### Texto fornecido
↓↓↓
Rosto mais em evidência nos dias que se seguiram, a repórter Giuliana Vallone da Folha de S. Paulo estampou todas as manchetes com seu olho roxo, inchado e sangrando. Mas naquela mesma noite o fotógrafo Sérgio Silva teve um ferimento muito mais grave. Se tivesse sido a imagem dele a circular nas primeiras páginas, a revolta popular poderia ter sido ainda maior. Sérgio teve o globo ocular totalmente destruído por um tiro de bala de borracha. No último dia 25 de julho foi confirmada a impossibilidade de recuperação de sua vista. Sérgio está cego do olho esquerdo. O período foi de grande angústia pois os médicos aguardavam alguma evolução no processo de regeneração antes de uma intervenção mais drástica. Contudo, desde o início mantiveram Sérgio ciente de que as chances eram mínimas.

Freelancer da agência FuturaPress, era sua primeira incursão nas manifestações de junho. Até então, esteve trabalhando em outras pautas. Na avenida Consolação, a imprensa foi atacada cruelmente por balas e bombas. Após um breve momento entrincheirado atrás de uma banca de jornal, Sergio saiu para mais fotos e estava olhando o display da câmera, conferindo seu último click, quando sentiu o impacto e imediatamente uma dor indescritível.

Sem ter sido socorrido por nenhuma viatura (foi amparado por um manifestante e dirigiu-se a pé até o hospital Nove de Julho) também não foi procurado até agora por qualquer agente do estado ou da polícia. “Nem uma ligação sequer. Até agora estão em silêncio. Seria interessante sentir que o estado a quem você se dedica, para quem você contribue e de quem você às vezes depende, tivesse uma preocupação com você, mas sinceramente nem espero isso mais.” O fotógrafo conta sentir uma dor diferente hoje. “Todos os dias, quando me vejo no espelho ao acordar, sinto uma dor enorme pelo que ocorreu”, relata enquanto tira os óculos escuros. O tampão cor da pele é discreto. “Minha aparência visual reflete a violência que sofri.”

Sérgio ainda não entrou com uma ação contra o estado até o momento. “Estou aguardando uma recuperação não só física (em breve precisará submeter-se a outras cirurgias pois ainda tem duas fraturas ósseas na mesma região também em consequência do impacto da bala), mas psicológica para enfrentar essa ação.” Equilibrado, não pretende agir de cabeça quente ou movido pela raiva que diz ainda sentir, mas cujos trejeitos tranquilos não deixam transparecer. Não deseja o olho por olho. Expõe seu raciocínio de forma madura para seus 31 anos. “Tenho duas filhas, não quero que cresçam revoltadas.”

Diante de tamanho autocontrole, penso se a obstrução visual provocaria algum efeito no hemisfério cerebral responsável por seu olho esquerdo (o controle neuronal de cada metade do corpo é invertido ainda que a tese de que os hemisférios cerebrais possuam uma divisão rígida de tarefas seja atualmente questionada). Curiosidade de colega de profissão, pergunto com qual olho ele costumava fotografar. “Com o que sobrou, no entanto não tenho nenhuma condição de retomar a atividade agora e acho muito difícil que volte a fotografar”. Inevitavelmente, busco entusiasmá-lo mencionando Evgene Bavcar, fotógrafo esloveno, cego de ambos os olhos desde os 12 anos de idade, vítima de guerra. Inevitável, porém desnecessário. Sérgio não está precisando de esmolas emocionais.
↑↑↑
### Tarefas e exercícios
A – Reescreva de forma mais breve, em no máximo três frases, o parágrafo do texto sobre o fotógrafo Sérgio Silva que começa com "Freelancer da agência FuturaPress", preservando os fatos principais.
B – Reescreva o trecho do texto sobre o fotógrafo Sérgio Silva que começa com "Rosto mais em" e vai até "chances eram mínimas.", trocando "bala de borracha" por "projétil de borracha".
C – Liste todas as pessoas mencionadas por nome e sobrenome no texto sobre o fotógrafo Sérgio Silva.

### Informações apresentadas
↓↓↓
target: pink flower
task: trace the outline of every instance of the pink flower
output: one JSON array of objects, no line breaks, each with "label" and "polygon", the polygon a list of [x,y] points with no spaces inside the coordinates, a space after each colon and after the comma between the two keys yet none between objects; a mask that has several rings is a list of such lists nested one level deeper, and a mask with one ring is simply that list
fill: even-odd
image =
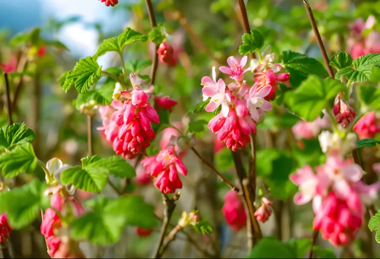
[{"label": "pink flower", "polygon": [[254,216],[258,221],[265,223],[272,214],[270,209],[270,201],[266,198],[262,198],[262,205],[254,212]]},{"label": "pink flower", "polygon": [[136,227],[135,232],[138,236],[148,236],[152,234],[152,232],[153,232],[153,229],[152,228],[142,228],[141,227]]},{"label": "pink flower", "polygon": [[156,177],[154,185],[164,194],[174,193],[176,189],[182,188],[178,174],[186,175],[188,169],[174,146],[161,150],[155,156],[146,157],[141,162],[150,175]]},{"label": "pink flower", "polygon": [[[324,113],[326,112],[324,112]],[[311,139],[318,136],[320,130],[330,127],[328,115],[325,114],[322,118],[320,117],[313,121],[301,121],[297,122],[292,127],[296,139]]]},{"label": "pink flower", "polygon": [[324,177],[324,173],[318,175],[314,173],[312,167],[306,165],[302,168],[297,169],[296,173],[289,175],[289,179],[293,183],[299,186],[298,191],[294,196],[294,202],[298,205],[306,204],[318,194],[323,194],[324,184],[328,181]]},{"label": "pink flower", "polygon": [[374,112],[370,112],[364,116],[354,126],[354,130],[358,133],[359,138],[374,138],[380,132],[380,121],[376,118]]},{"label": "pink flower", "polygon": [[40,48],[40,49],[38,49],[38,50],[37,52],[37,55],[40,57],[43,57],[45,54],[46,54],[46,51],[47,48],[46,46],[42,46]]},{"label": "pink flower", "polygon": [[216,83],[216,88],[204,86],[202,89],[204,95],[211,97],[210,102],[206,108],[206,112],[213,112],[222,105],[222,113],[226,117],[230,108],[226,97],[226,84],[220,79]]},{"label": "pink flower", "polygon": [[227,148],[234,151],[245,148],[250,143],[250,134],[256,132],[256,125],[246,108],[238,115],[237,108],[236,111],[232,108],[227,118],[220,113],[208,122],[208,129],[216,134],[218,139],[224,141]]},{"label": "pink flower", "polygon": [[0,243],[6,242],[6,239],[10,238],[12,231],[12,228],[8,223],[6,213],[2,213],[0,215]]},{"label": "pink flower", "polygon": [[336,122],[340,124],[344,128],[346,128],[352,121],[356,113],[355,110],[343,99],[342,95],[342,93],[340,93],[336,95],[332,110]]},{"label": "pink flower", "polygon": [[60,245],[60,238],[54,235],[46,238],[46,244],[48,245],[48,253],[52,258],[55,258],[56,252]]},{"label": "pink flower", "polygon": [[116,155],[130,159],[144,153],[150,145],[150,140],[155,136],[150,123],[158,123],[160,118],[148,102],[148,95],[140,89],[136,88],[132,93],[124,91],[120,94],[124,103],[112,102],[111,105],[116,110],[111,115],[108,124],[105,119],[103,127],[98,129],[104,129],[104,132],[108,130],[106,138],[113,141]]},{"label": "pink flower", "polygon": [[344,200],[330,192],[313,221],[314,229],[320,230],[322,237],[335,245],[346,245],[354,239],[362,223],[360,199],[354,191],[350,195],[350,200]]},{"label": "pink flower", "polygon": [[54,229],[60,228],[62,221],[56,211],[51,208],[48,208],[42,216],[41,223],[41,233],[47,238],[54,235]]},{"label": "pink flower", "polygon": [[288,73],[274,74],[273,70],[269,70],[266,72],[260,72],[254,73],[254,84],[258,91],[266,86],[272,87],[269,93],[266,96],[265,99],[267,101],[273,101],[276,99],[274,94],[278,88],[279,82],[286,82],[289,79]]},{"label": "pink flower", "polygon": [[104,3],[106,4],[106,7],[115,6],[115,5],[118,4],[118,0],[100,0],[100,2]]},{"label": "pink flower", "polygon": [[221,72],[227,75],[230,75],[230,77],[237,82],[241,82],[243,81],[243,74],[250,70],[249,68],[244,69],[246,64],[247,56],[244,56],[239,61],[234,56],[230,57],[227,59],[227,63],[230,67],[223,66],[219,68]]},{"label": "pink flower", "polygon": [[8,63],[0,64],[0,68],[8,74],[16,72],[17,69],[17,59],[16,57],[12,57]]},{"label": "pink flower", "polygon": [[157,50],[160,63],[167,63],[170,67],[175,66],[177,62],[173,57],[174,53],[173,48],[164,40]]},{"label": "pink flower", "polygon": [[[273,108],[272,104],[264,99],[272,91],[272,89],[270,86],[266,86],[259,90],[257,89],[257,85],[255,84],[250,90],[246,106],[254,121],[258,120],[258,108],[262,111],[268,112]],[[236,109],[237,107],[236,105]]]},{"label": "pink flower", "polygon": [[247,216],[242,201],[234,190],[228,191],[223,199],[224,204],[222,211],[226,221],[234,231],[239,231],[246,225]]},{"label": "pink flower", "polygon": [[172,112],[173,106],[176,105],[178,103],[176,101],[170,99],[168,96],[162,97],[157,96],[154,98],[154,103],[156,110],[158,108],[167,109]]}]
↑↑↑
### Soluções dos exercícios
A – Freelancer da FuturaPress, Sérgio cobria pela primeira vez as manifestações de junho, depois de ter trabalhado em outras pautas. Na avenida Consolação, onde a imprensa foi atacada com balas e bombas, ele se abrigou por um momento atrás de uma banca de jornal. Ao sair para novas fotos, conferia o último clique no display da câmera quando sentiu o impacto e uma dor indescritível.

B –
Rosto mais em evidência nos dias que se seguiram, a repórter Giuliana Vallone da Folha de S. Paulo estampou todas as manchetes com seu olho roxo, inchado e sangrando. Mas naquela mesma noite o fotógrafo Sérgio Silva teve um ferimento muito mais grave. Se tivesse sido a imagem dele a circular nas primeiras páginas, a revolta popular poderia ter sido ainda maior. Sérgio teve o globo ocular totalmente destruído por um tiro de projétil de borracha. No último dia 25 de julho foi confirmada a impossibilidade de recuperação de sua vista. Sérgio está cego do olho esquerdo. O período foi de grande angústia pois os médicos aguardavam alguma evolução no processo de regeneração antes de uma intervenção mais drástica. Contudo, desde o início mantiveram Sérgio ciente de que as chances eram mínimas.

C – Giuliana Vallone, Sérgio Silva e Evgene Bavcar.